(Point-per-instance localization data)
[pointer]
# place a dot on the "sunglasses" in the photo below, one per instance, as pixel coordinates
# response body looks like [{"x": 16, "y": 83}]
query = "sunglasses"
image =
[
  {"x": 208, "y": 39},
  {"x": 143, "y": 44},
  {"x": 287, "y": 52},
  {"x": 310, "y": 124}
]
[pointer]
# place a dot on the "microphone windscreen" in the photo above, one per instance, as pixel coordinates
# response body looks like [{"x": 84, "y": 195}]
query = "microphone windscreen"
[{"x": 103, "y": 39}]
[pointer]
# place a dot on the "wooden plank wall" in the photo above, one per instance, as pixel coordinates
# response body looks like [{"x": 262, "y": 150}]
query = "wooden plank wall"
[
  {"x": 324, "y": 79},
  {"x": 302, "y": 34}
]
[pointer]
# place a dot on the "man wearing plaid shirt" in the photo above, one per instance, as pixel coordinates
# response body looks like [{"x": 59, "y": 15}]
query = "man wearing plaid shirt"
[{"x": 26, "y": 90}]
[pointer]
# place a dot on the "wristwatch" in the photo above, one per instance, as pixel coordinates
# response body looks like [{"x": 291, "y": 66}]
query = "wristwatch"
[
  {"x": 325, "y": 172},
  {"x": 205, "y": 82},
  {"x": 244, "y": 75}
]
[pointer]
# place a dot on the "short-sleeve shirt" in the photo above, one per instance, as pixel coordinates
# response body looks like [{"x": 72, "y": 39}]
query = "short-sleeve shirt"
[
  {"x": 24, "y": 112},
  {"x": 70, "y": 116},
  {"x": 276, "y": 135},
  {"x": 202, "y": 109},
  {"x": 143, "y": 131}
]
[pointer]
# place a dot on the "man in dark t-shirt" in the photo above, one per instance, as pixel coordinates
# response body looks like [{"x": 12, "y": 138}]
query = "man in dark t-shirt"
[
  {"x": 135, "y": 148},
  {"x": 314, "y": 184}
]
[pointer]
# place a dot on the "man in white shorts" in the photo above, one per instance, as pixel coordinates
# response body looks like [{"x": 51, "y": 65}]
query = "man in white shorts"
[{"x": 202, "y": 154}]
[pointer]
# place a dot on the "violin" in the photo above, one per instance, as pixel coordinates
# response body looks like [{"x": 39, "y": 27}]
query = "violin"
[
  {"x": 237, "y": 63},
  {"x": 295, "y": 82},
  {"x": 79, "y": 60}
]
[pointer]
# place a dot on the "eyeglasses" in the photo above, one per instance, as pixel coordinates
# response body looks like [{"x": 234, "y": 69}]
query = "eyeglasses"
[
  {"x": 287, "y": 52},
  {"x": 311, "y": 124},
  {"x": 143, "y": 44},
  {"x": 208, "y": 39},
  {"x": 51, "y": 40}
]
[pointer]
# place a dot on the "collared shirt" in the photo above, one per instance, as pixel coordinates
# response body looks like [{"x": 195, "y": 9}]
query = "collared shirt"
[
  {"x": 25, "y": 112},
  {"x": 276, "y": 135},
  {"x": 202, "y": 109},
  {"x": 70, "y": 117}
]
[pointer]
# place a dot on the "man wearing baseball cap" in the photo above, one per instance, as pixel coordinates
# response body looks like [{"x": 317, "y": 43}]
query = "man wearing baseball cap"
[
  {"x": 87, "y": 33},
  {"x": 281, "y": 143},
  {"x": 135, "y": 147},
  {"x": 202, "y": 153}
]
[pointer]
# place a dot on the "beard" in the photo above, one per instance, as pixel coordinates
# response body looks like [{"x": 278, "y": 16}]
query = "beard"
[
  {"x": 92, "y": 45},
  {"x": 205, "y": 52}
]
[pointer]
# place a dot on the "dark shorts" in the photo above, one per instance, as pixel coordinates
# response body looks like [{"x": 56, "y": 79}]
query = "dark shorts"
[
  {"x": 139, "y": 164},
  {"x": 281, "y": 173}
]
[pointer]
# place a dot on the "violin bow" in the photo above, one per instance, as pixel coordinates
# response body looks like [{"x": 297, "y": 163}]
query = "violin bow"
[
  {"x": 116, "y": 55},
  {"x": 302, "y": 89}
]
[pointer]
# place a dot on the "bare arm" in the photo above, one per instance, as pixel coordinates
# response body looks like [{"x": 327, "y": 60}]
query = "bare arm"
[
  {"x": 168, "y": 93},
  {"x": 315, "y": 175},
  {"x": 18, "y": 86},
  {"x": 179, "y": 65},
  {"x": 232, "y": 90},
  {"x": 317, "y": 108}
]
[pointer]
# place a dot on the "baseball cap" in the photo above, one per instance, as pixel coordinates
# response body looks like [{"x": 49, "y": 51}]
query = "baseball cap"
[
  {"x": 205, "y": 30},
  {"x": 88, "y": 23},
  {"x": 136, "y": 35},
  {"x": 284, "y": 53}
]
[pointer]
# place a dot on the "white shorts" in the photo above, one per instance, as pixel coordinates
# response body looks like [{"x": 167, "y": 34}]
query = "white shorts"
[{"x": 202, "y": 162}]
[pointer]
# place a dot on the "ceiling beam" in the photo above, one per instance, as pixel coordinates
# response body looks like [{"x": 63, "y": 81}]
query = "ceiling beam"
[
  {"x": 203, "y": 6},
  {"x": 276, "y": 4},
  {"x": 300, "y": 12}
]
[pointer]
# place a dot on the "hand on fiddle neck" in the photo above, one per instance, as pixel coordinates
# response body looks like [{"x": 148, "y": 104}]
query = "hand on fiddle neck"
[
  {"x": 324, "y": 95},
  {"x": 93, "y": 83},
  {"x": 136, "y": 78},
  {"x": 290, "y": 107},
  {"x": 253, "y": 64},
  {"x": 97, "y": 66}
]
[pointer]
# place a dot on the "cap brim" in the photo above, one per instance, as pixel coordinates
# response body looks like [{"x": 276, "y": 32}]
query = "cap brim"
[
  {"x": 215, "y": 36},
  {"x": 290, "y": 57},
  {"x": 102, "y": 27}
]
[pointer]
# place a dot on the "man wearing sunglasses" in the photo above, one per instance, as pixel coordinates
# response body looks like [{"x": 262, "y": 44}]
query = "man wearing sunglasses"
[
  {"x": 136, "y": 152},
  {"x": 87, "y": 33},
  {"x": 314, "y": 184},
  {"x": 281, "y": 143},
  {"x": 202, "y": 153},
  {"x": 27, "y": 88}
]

◆ **Task to carry out**: Reproduce all of the entries word for word.

◆ **Output of the exercise**:
[pointer]
# place a dot on the "sunglasses" in the photo below, one per instance, as pixel coordinates
# response body looks like [{"x": 16, "y": 83}]
query = "sunglasses"
image =
[
  {"x": 208, "y": 39},
  {"x": 143, "y": 44},
  {"x": 287, "y": 52},
  {"x": 310, "y": 124}
]
[pointer]
# place a dot on the "microphone windscreen" in the photo above, one per instance, as pixel coordinates
# response body looks like [{"x": 84, "y": 195}]
query = "microphone windscreen"
[{"x": 103, "y": 39}]
[pointer]
# place a dot on the "wooden plank wall" in the photo above, one per instance, as pixel coordinates
# response body looks like [{"x": 262, "y": 150}]
query = "wooden plank wall"
[
  {"x": 324, "y": 79},
  {"x": 302, "y": 34}
]
[pointer]
# place a dot on the "man wearing plaid shirt" in the photo above, one per instance, as pixel coordinates
# response body looks like [{"x": 59, "y": 15}]
query = "man wearing plaid shirt"
[{"x": 26, "y": 90}]
[pointer]
# place a dot on the "wristwatch" in the photo above, one per instance, as pixel coordinates
# response body looks like [{"x": 291, "y": 66}]
query = "wristwatch"
[
  {"x": 325, "y": 172},
  {"x": 205, "y": 82},
  {"x": 244, "y": 75}
]
[pointer]
# place a dot on the "short-sleeve shirt" in the photo above, one per instance, as pixel coordinates
# response body looks like [{"x": 72, "y": 39}]
query = "short-sleeve shirt"
[
  {"x": 24, "y": 112},
  {"x": 70, "y": 116},
  {"x": 276, "y": 135},
  {"x": 202, "y": 109},
  {"x": 143, "y": 131}
]
[pointer]
# place a dot on the "man in dark t-shirt" in the photo above, one per instance, as pixel coordinates
# response body looks like [{"x": 12, "y": 138}]
query = "man in dark t-shirt"
[
  {"x": 135, "y": 148},
  {"x": 314, "y": 184}
]
[pointer]
# place a dot on the "man in white shorts" in the photo above, one per instance, as pixel coordinates
# response body looks like [{"x": 51, "y": 65}]
query = "man in white shorts"
[{"x": 202, "y": 154}]
[pointer]
# place a dot on the "violin" in the photo above, one per instance, as pixel coordinates
# response body looks like [{"x": 39, "y": 27}]
query = "violin"
[
  {"x": 237, "y": 63},
  {"x": 295, "y": 82},
  {"x": 79, "y": 60}
]
[pointer]
# place a dot on the "eyeglasses" in the photo above, one per instance, as pixel coordinates
# response body looks like [{"x": 234, "y": 69}]
query = "eyeglasses"
[
  {"x": 287, "y": 52},
  {"x": 311, "y": 124},
  {"x": 143, "y": 44},
  {"x": 208, "y": 39},
  {"x": 51, "y": 40}
]
[pointer]
# place a dot on the "collared shirt" in the photo above, one per instance, as pixel coordinates
# response body looks like [{"x": 195, "y": 9}]
query = "collared shirt"
[
  {"x": 25, "y": 112},
  {"x": 276, "y": 135},
  {"x": 202, "y": 109},
  {"x": 70, "y": 117}
]
[pointer]
# place a dot on the "man wearing baseball cap" in the photo above, one per instance, as pixel coordinates
# response body looks like [{"x": 317, "y": 43}]
query = "man wearing baseball cap"
[
  {"x": 87, "y": 33},
  {"x": 281, "y": 143},
  {"x": 135, "y": 147},
  {"x": 202, "y": 153}
]
[pointer]
# place a dot on the "beard" in the photo above, one per instance, as pixel coordinates
# response body looks like [{"x": 278, "y": 16}]
query = "beard"
[
  {"x": 92, "y": 45},
  {"x": 205, "y": 52}
]
[pointer]
# place a dot on the "dark shorts" in the photo above, one per instance, as pixel coordinates
# response body looks like [{"x": 56, "y": 79}]
query = "dark shorts"
[
  {"x": 139, "y": 164},
  {"x": 281, "y": 173}
]
[pointer]
# place a dot on the "violin bow" in the photo above, one per instance, as pixel coordinates
# response body looks like [{"x": 297, "y": 163}]
query = "violin bow"
[
  {"x": 116, "y": 55},
  {"x": 302, "y": 89}
]
[pointer]
# place a dot on the "bare arm" in the photo above, one per instance, as pixel coordinates
# response body looks like [{"x": 327, "y": 60}]
query = "bare arm"
[
  {"x": 168, "y": 93},
  {"x": 315, "y": 175},
  {"x": 18, "y": 86},
  {"x": 179, "y": 65},
  {"x": 232, "y": 90},
  {"x": 317, "y": 108}
]
[pointer]
# place a dot on the "baseball cap" in the photo above, one per instance, as pixel coordinates
# response body looks like [{"x": 49, "y": 51}]
query = "baseball cap"
[
  {"x": 205, "y": 30},
  {"x": 88, "y": 23},
  {"x": 136, "y": 35},
  {"x": 284, "y": 53}
]
[pointer]
# place a dot on the "white shorts" in the photo above, one per instance, as pixel coordinates
# response body looks like [{"x": 167, "y": 34}]
query = "white shorts"
[{"x": 202, "y": 162}]
[pointer]
# place a dot on the "ceiling beam" in the photo above, one per instance, as pixel coordinates
# response body looks like [{"x": 63, "y": 81}]
query = "ceiling beam"
[
  {"x": 203, "y": 6},
  {"x": 276, "y": 4},
  {"x": 300, "y": 12}
]
[pointer]
# place a dot on the "hand on fiddle neck" in the photo above, one per instance, as pixel coordinates
# response body looks like [{"x": 148, "y": 104}]
query = "hand on fiddle neck"
[
  {"x": 324, "y": 95},
  {"x": 93, "y": 83},
  {"x": 136, "y": 78},
  {"x": 290, "y": 107},
  {"x": 253, "y": 64},
  {"x": 97, "y": 66}
]
[pointer]
# place a dot on the "cap brim" in the photo above, one per instance, as pixel coordinates
# response body looks like [{"x": 276, "y": 32}]
query = "cap brim"
[
  {"x": 215, "y": 36},
  {"x": 290, "y": 57},
  {"x": 102, "y": 27}
]
[pointer]
# place a dot on the "man wearing sunglasses" in the photo above, one per instance, as pixel coordinates
# response body looks like [{"x": 262, "y": 44}]
query = "man wearing sunglasses"
[
  {"x": 136, "y": 152},
  {"x": 87, "y": 33},
  {"x": 314, "y": 184},
  {"x": 281, "y": 143},
  {"x": 202, "y": 153},
  {"x": 27, "y": 88}
]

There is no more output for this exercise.